Provided passage:
▶

System for determining the cleanliness of mass spectrometer ion optics
Abstract
A mass spectrometer is disclosed comprising: an ion detector; ion optics for guiding ions to the ion detector; one or more voltage supply for supplying voltages to said ion optics; control circuitry for controlling the one or more voltage supply so as to switch the ion optics between operating in a first mode in which the ion optics are unable to transmit ions having a first mass to charge ratio or first polarity to the ion detector and a second mode in which the ion optics are able to transmit ions having said first mass to charge ratio or first polarity to the ion detector for a time period; and to repeatedly switch between the first and second modes a plurality of times; and a processor and circuitry configured to: (i) determine the intensity of an ion signal detected by the detector at a first time in each of the time periods that the ion optics are in the second mode; and (ii) determine the intensity of the ion signal detected by the detector at a second, later time in each of the time periods that the ion optics are in the second mode.

◀

Stored rows:
▶

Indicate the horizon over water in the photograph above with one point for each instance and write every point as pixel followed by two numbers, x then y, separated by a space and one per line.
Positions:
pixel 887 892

◀
▶

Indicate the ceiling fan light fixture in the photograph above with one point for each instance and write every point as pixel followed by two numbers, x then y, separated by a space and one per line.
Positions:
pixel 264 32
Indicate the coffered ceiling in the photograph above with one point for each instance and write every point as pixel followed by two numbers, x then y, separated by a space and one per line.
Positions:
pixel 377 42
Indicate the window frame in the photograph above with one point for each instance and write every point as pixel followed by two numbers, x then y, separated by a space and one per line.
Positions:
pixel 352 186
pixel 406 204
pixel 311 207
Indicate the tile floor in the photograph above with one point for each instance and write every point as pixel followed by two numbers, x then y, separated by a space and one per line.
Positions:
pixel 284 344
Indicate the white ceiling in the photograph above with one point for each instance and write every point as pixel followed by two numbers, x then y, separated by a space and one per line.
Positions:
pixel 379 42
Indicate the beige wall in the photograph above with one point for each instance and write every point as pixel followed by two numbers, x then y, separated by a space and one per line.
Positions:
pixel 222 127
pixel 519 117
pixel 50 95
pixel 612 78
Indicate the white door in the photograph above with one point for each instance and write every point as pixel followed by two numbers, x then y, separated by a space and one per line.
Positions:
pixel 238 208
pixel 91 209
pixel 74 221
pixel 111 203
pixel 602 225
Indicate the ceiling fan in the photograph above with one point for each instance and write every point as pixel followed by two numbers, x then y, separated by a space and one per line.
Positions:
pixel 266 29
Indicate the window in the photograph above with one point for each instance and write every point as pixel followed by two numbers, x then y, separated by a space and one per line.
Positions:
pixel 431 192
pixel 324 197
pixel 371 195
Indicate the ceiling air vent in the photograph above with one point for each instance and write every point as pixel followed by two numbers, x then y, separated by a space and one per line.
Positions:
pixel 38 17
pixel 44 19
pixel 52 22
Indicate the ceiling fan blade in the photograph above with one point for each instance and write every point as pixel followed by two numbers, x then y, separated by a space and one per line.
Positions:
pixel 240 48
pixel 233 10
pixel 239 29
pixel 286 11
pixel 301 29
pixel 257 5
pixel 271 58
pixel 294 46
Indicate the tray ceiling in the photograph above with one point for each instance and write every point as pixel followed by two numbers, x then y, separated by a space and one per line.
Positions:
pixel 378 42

◀
▶

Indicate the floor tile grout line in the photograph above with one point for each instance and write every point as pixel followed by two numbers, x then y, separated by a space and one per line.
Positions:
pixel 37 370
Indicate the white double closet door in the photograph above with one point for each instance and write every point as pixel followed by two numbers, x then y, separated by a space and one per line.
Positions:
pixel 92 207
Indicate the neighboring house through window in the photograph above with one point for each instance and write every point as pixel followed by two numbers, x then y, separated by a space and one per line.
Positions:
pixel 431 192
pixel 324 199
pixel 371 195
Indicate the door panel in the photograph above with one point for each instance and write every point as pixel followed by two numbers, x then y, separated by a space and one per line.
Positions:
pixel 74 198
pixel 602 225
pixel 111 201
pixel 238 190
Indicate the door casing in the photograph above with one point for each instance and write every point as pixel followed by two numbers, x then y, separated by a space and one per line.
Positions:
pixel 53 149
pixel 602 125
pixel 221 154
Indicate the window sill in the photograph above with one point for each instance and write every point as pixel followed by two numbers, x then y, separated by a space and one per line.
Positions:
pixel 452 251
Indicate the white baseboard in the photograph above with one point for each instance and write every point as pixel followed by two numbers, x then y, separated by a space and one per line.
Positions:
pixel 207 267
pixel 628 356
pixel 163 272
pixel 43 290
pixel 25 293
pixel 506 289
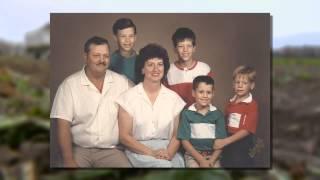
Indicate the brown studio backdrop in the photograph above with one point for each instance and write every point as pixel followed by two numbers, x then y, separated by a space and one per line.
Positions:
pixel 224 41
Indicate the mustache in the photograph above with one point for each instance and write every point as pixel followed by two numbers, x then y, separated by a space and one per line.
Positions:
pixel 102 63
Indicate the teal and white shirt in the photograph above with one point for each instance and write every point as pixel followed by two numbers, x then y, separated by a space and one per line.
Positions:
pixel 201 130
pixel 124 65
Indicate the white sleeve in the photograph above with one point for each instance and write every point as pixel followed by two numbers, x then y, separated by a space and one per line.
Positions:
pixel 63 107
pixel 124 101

◀

What to produce:
Please answer these questions about the mass spectrometer abstract above.
1. What supplies voltages to the ion optics?
2. In the first mode, what are the ion optics unable to do?
3. At which two times in each second-mode period does the processor determine the intensity of the ion signal?

Response:
1. One or more voltage supply.
2. Transmit ions having a first mass to charge ratio or first polarity to the ion detector.
3. At a first time and at a second, later time.